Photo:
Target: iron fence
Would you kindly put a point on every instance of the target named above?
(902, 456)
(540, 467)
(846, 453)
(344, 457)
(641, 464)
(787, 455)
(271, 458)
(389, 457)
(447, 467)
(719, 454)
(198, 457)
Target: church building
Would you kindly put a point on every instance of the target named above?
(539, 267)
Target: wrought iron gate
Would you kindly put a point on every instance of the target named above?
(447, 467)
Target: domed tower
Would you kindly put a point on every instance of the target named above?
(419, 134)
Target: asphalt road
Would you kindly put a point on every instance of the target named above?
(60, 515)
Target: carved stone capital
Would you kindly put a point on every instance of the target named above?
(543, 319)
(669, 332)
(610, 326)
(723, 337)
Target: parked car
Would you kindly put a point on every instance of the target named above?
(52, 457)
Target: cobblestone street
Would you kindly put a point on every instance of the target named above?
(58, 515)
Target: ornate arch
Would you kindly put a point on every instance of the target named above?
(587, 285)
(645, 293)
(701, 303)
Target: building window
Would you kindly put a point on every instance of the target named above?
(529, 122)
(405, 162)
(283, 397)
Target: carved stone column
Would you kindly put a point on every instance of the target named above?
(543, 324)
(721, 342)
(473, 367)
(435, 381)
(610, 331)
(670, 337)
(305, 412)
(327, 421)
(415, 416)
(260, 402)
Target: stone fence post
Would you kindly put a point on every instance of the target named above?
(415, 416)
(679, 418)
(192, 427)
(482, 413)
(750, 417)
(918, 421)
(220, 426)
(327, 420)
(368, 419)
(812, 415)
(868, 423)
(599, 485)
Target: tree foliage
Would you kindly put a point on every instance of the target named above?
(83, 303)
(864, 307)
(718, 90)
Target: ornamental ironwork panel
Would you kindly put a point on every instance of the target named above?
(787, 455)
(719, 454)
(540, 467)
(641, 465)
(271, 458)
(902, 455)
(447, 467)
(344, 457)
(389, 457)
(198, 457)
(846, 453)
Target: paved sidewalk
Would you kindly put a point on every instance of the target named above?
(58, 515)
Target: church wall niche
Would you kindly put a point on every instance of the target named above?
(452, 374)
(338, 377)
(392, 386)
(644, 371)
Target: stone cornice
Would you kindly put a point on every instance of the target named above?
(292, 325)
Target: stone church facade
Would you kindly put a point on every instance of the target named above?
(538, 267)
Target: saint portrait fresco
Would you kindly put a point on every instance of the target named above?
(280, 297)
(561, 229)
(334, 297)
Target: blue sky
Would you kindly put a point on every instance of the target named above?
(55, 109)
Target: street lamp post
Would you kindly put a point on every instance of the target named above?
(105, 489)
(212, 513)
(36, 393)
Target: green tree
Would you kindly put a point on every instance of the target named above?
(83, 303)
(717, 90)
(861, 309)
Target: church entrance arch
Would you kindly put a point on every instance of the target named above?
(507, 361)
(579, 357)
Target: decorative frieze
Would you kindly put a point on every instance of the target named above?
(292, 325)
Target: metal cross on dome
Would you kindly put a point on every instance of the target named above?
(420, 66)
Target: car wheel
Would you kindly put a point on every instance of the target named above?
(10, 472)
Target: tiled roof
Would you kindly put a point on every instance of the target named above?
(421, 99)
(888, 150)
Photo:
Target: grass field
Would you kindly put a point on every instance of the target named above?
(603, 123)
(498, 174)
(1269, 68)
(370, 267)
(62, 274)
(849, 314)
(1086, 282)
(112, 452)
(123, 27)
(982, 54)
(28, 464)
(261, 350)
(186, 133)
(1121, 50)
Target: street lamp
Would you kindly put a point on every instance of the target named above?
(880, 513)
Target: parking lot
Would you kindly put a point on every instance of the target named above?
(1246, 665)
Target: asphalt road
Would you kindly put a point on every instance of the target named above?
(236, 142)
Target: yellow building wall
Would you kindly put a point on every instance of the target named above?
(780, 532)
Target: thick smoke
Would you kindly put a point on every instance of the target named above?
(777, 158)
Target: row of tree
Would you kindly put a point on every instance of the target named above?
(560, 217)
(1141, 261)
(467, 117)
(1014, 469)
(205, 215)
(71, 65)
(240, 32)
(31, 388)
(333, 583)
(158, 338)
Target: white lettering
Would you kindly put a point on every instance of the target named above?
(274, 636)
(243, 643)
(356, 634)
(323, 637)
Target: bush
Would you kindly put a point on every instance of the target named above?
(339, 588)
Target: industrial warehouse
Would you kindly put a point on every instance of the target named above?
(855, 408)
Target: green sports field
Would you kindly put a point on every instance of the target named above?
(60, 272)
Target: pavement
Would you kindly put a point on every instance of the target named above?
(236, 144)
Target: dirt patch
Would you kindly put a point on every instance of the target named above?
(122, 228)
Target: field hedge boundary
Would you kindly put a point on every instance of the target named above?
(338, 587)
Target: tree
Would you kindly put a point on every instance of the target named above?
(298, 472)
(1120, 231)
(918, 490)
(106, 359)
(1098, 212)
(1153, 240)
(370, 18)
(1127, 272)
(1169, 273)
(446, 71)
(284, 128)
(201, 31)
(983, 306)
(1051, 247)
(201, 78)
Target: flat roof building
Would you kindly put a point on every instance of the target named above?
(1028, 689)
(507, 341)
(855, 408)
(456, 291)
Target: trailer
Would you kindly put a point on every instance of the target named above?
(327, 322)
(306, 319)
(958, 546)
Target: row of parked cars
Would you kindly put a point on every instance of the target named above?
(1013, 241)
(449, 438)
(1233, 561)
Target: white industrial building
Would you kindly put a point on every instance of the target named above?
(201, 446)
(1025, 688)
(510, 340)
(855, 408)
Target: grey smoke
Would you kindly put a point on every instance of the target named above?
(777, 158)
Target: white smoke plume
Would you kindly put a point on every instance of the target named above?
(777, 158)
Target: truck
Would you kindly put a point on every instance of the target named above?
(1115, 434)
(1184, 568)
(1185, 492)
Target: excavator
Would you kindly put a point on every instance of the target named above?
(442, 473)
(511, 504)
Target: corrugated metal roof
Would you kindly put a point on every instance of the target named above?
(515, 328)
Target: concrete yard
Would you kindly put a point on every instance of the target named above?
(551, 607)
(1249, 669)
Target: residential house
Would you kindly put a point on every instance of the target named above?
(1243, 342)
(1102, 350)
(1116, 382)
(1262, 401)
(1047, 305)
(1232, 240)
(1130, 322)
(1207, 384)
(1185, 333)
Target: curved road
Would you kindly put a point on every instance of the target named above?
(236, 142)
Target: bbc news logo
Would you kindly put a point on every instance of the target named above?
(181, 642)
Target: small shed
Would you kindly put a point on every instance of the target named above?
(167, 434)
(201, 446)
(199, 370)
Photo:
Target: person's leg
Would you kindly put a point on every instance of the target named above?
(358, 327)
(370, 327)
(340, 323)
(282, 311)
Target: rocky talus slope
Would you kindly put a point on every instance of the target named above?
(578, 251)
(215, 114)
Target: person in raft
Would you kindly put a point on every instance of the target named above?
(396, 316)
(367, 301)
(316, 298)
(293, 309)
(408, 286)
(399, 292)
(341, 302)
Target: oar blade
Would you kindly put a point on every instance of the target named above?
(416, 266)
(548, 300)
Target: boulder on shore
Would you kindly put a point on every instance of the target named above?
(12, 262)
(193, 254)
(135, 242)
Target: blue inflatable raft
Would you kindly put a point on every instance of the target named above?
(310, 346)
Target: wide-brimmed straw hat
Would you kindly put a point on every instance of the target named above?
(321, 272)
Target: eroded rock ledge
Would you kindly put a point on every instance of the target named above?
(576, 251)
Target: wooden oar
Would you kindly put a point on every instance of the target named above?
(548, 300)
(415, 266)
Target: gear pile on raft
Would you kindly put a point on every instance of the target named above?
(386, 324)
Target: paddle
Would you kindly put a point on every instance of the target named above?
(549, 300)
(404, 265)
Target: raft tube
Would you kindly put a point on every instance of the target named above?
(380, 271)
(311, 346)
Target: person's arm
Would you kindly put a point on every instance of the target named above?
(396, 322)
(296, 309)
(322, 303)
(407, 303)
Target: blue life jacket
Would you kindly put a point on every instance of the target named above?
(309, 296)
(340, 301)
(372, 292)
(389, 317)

> [Your instructions] Find the line containing "Target: bbc news logo". Reproduce it exactly, along with every line after it through the last.

> [Solution to the problem]
Target: bbc news logo
Would you kindly put a point on every instance of the target named above?
(181, 642)
Target: small shed
Would you kindly put a point on every instance of the target named above?
(167, 434)
(201, 446)
(199, 370)
Photo:
Target: person's leg
Would you kindly put a point on every instance of the target named above?
(358, 327)
(370, 327)
(340, 323)
(282, 311)
Target: rocky talus slope
Would you kindly put a point on every instance of the target named above?
(578, 251)
(215, 114)
Target: person in raft
Would you kindly put a point on every instance of the target named above?
(396, 316)
(367, 301)
(316, 298)
(293, 309)
(408, 286)
(399, 292)
(341, 302)
Target: oar blade
Would you kindly put a point on every instance of the target named above?
(416, 266)
(548, 300)
Target: boulder on shore
Would you kindly put a point on every instance of the target named above?
(12, 262)
(193, 254)
(135, 242)
Target: blue inflatable raft
Would you kindly put a point on every instance of the target named above?
(310, 346)
Target: wide-brimmed straw hat
Would you kindly put a point on every instance of the target named above?
(321, 272)
Target: eroded rock ledge
Would you kindly put a point on every instance of the target named above?
(576, 251)
Target: wooden oar
Would you kindly put a point on every instance of the target named above?
(548, 300)
(415, 266)
Target: gear pile on raft
Would you kindly put a point on every instance of the target named above?
(386, 324)
Target: paddle
Would you kindly put a point on every instance of the target named above?
(549, 300)
(404, 265)
Target: raft tube
Would you kindly put a point on every instance of the target named above?
(380, 271)
(311, 346)
Target: person's arm
Would you kindly put a point on every instance of the target named above?
(396, 322)
(296, 309)
(322, 303)
(407, 303)
Target: blue life jacket
Would you kindly put a point on every instance of the target named above?
(309, 296)
(340, 301)
(372, 292)
(389, 317)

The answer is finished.